Dann scheinen Sie auf jeden Fall gut vorbereitet auf die kommenden Aufgaben; denn speziell die digitale Transformation wird Sie eng auf Ihrem zukünftigen Weg begleiten. Aktuell, so scheint es, herrscht hier eine grosse Verunsicherung unter den Unternehmen, in welche Richtung es weitergeht.

Natürlich bemerken wir, dass die Diskussionen um digitale Transformation und neue Geschäftsfelder die Branche bewegt. Und Veränderung bedeutet immer zugleich Verunsicherung. Das habe ich in meinem bisherigen Berufsleben immer wieder erlebt. Bei diesem Veränderungsprozess stehen wir von Swissmechanic unseren Mitgliedern unterstützend zur Seite, sind Sparring-Partner, damit unsere Branche den bestmöglichen Vorteil aus diesem technologischen Wandel ziehen kann.

 

Es stellt sich für Sie also gar nicht mehr die Frage, ob man in die digitale Transformation einsteigen soll, sondern anscheinend nur noch, wie man am besten einsteigt?

Annotationsdaten zur Objektlokalisierung ▸
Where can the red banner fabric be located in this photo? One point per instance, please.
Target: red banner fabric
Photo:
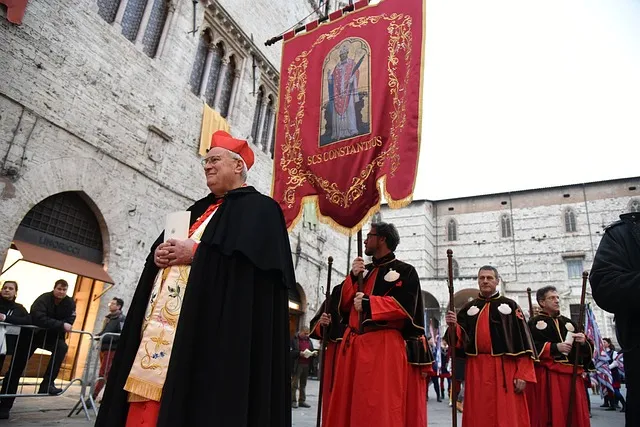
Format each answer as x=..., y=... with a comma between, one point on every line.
x=349, y=114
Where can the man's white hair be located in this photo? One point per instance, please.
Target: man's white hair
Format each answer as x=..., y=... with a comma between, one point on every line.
x=236, y=156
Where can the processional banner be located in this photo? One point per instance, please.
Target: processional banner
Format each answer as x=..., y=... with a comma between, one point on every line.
x=349, y=113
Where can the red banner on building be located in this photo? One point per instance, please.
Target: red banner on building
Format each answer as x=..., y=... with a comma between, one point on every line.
x=349, y=113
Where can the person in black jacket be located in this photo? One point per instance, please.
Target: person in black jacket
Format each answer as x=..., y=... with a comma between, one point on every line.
x=615, y=286
x=55, y=313
x=300, y=365
x=112, y=324
x=11, y=312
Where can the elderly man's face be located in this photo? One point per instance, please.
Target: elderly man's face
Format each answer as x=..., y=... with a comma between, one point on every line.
x=487, y=282
x=221, y=170
x=60, y=291
x=9, y=291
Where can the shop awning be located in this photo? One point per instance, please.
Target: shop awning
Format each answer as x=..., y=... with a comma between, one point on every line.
x=60, y=261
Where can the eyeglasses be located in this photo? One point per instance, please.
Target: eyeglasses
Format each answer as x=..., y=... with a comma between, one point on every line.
x=209, y=161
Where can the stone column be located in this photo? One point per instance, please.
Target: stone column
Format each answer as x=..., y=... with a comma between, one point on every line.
x=269, y=140
x=221, y=77
x=261, y=125
x=234, y=89
x=119, y=14
x=207, y=70
x=165, y=29
x=143, y=24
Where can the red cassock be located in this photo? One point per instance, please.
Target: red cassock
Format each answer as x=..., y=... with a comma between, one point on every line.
x=537, y=393
x=416, y=412
x=549, y=407
x=555, y=388
x=328, y=372
x=375, y=386
x=490, y=399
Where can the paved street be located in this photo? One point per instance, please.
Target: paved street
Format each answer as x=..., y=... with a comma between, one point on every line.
x=52, y=411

AUFGABEN ▸
• A. Gib jeden Satz des Abschnitts im Textauszug, der mit „Natürlich bemerken wir“ beginnt, in einer eigenen Zeile wieder.
• B. Schreib den Textauszug von „Natürlich bemerken wir, dass“ bis einschließlich „Wandel ziehen kann.“ ab und tausche dabei „Branche“ gegen „Industrie“ aus.

ERGEBNISSE JE AUFGABE ▸
• A.
Natürlich bemerken wir, dass die Diskussionen um digitale Transformation und neue Geschäftsfelder die Branche bewegt.
Und Veränderung bedeutet immer zugleich Verunsicherung.
Das habe ich in meinem bisherigen Berufsleben immer wieder erlebt.
Bei diesem Veränderungsprozess stehen wir von Swissmechanic unseren Mitgliedern unterstützend zur Seite, sind Sparring-Partner, damit unsere Branche den bestmöglichen Vorteil aus diesem technologischen Wandel ziehen kann.

• B.
Natürlich bemerken wir, dass die Diskussionen um digitale Transformation und neue Geschäftsfelder die Industrie bewegt. Und Veränderung bedeutet immer zugleich Verunsicherung. Das habe ich in meinem bisherigen Berufsleben immer wieder erlebt. Bei diesem Veränderungsprozess stehen wir von Swissmechanic unseren Mitgliedern unterstützend zur Seite, sind Sparring-Partner, damit unsere Industrie den bestmöglichen Vorteil aus diesem technologischen Wandel ziehen kann.